● **Page extract**
++++++++++

To understand what people will do when interacting with a voice-enabled device or a chatbot, it's helpful to observe and listen as people actually use VUIs to carry out transactions and request information. Knowing which utterances they are most likely to use will help businesses develop VUIs that connects with customers.

In the case of the bank, experience mapping will help the bank make decisions about what to do when the customer doesn't specify which account the money should be transferred to or from. And that will prevent the bank from asking customers to restate their requests in varied ways until they happen to alight on the precise phrasing that the VUI understands.

Another potential source of frustration worth mentioning: lack of transparency. If you're using chatbots to answer customers' questions, it's important that you be honest about that. When customers are misled, perceptions of your business quickly deteriorate. Once trust is lost, it's always hard to rebuild.

2. Services.

Most businesses already have developed many services for their web and mobile applications. Some assume that this means they already have what they need to leverage the voice channel. That may be true, but a good deal of service mapping is required at the middle tier.

The service mapping will require additional services, because you will need to create more generic services that can map to those finer-grained existing services.

++++++++++

● **Data listing**
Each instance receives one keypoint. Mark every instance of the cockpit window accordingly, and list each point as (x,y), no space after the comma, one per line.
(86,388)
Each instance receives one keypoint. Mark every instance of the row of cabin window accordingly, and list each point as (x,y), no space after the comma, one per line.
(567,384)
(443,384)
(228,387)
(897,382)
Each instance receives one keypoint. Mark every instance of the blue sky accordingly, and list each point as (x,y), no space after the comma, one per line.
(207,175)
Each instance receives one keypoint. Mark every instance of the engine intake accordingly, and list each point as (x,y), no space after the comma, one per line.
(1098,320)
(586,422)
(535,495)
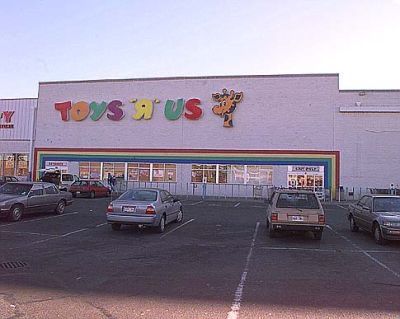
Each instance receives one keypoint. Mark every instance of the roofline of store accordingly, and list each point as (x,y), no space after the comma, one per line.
(197,78)
(18,99)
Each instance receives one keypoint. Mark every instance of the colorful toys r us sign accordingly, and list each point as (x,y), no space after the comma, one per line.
(143,108)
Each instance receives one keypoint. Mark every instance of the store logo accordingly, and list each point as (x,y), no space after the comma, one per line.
(6,119)
(143,109)
(227,105)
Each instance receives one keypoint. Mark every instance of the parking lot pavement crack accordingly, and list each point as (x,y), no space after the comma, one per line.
(12,310)
(31,302)
(104,311)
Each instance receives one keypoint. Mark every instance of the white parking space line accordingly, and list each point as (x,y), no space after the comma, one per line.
(365,253)
(329,250)
(74,232)
(235,308)
(189,221)
(27,233)
(300,249)
(38,219)
(195,203)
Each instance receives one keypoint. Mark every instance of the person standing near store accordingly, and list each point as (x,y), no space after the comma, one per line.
(110,181)
(113,182)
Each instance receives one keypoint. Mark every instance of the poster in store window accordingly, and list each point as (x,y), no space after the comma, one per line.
(158,173)
(10,161)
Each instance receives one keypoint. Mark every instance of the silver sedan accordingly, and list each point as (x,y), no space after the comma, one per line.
(144,206)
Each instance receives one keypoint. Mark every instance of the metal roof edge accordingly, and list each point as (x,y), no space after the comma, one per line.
(195,78)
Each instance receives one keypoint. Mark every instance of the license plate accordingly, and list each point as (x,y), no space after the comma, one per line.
(129,209)
(297,218)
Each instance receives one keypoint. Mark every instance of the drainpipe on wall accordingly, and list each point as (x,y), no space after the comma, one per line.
(34,107)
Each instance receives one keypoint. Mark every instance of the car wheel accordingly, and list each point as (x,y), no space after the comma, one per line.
(179,217)
(116,226)
(60,208)
(16,213)
(353,225)
(378,235)
(161,225)
(318,235)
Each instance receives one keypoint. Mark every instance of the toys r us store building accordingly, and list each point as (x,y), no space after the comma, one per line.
(234,134)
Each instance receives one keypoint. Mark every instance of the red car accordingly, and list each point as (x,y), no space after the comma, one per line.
(90,188)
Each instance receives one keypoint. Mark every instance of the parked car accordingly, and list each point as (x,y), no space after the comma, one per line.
(20,198)
(379,214)
(145,206)
(7,179)
(89,188)
(62,180)
(295,210)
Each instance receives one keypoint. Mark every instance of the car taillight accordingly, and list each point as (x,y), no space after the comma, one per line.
(150,210)
(110,209)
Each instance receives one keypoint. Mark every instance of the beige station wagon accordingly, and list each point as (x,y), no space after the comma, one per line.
(295,210)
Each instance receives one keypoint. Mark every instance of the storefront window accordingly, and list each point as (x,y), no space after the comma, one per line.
(84,169)
(95,169)
(237,174)
(115,169)
(306,177)
(9,164)
(164,173)
(144,172)
(204,173)
(133,172)
(222,174)
(22,165)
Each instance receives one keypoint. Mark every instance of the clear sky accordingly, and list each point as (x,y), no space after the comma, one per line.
(55,40)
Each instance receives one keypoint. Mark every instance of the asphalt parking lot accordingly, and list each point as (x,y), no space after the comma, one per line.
(218,263)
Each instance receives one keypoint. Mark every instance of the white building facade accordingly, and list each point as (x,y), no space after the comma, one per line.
(17,122)
(230,133)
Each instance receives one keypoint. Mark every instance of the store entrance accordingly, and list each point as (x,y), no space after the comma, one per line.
(306,177)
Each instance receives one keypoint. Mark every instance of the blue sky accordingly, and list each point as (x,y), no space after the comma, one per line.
(78,40)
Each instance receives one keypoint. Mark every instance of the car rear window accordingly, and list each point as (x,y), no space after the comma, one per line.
(297,200)
(387,204)
(15,189)
(140,195)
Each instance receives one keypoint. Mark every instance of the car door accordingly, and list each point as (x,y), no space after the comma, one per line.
(369,213)
(167,202)
(35,199)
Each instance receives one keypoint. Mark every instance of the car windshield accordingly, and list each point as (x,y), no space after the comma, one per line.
(140,195)
(15,189)
(297,200)
(387,204)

++++++++++

● **Work request**
Copy the passage on voice interfaces word for word, from "To understand what" up to and including "the VUI understands.".

● **Output for this exercise**
To understand what people will do when interacting with a voice-enabled device or a chatbot, it's helpful to observe and listen as people actually use VUIs to carry out transactions and request information. Knowing which utterances they are most likely to use will help businesses develop VUIs that connects with customers.

In the case of the bank, experience mapping will help the bank make decisions about what to do when the customer doesn't specify which account the money should be transferred to or from. And that will prevent the bank from asking customers to restate their requests in varied ways until they happen to alight on the precise phrasing that the VUI understands.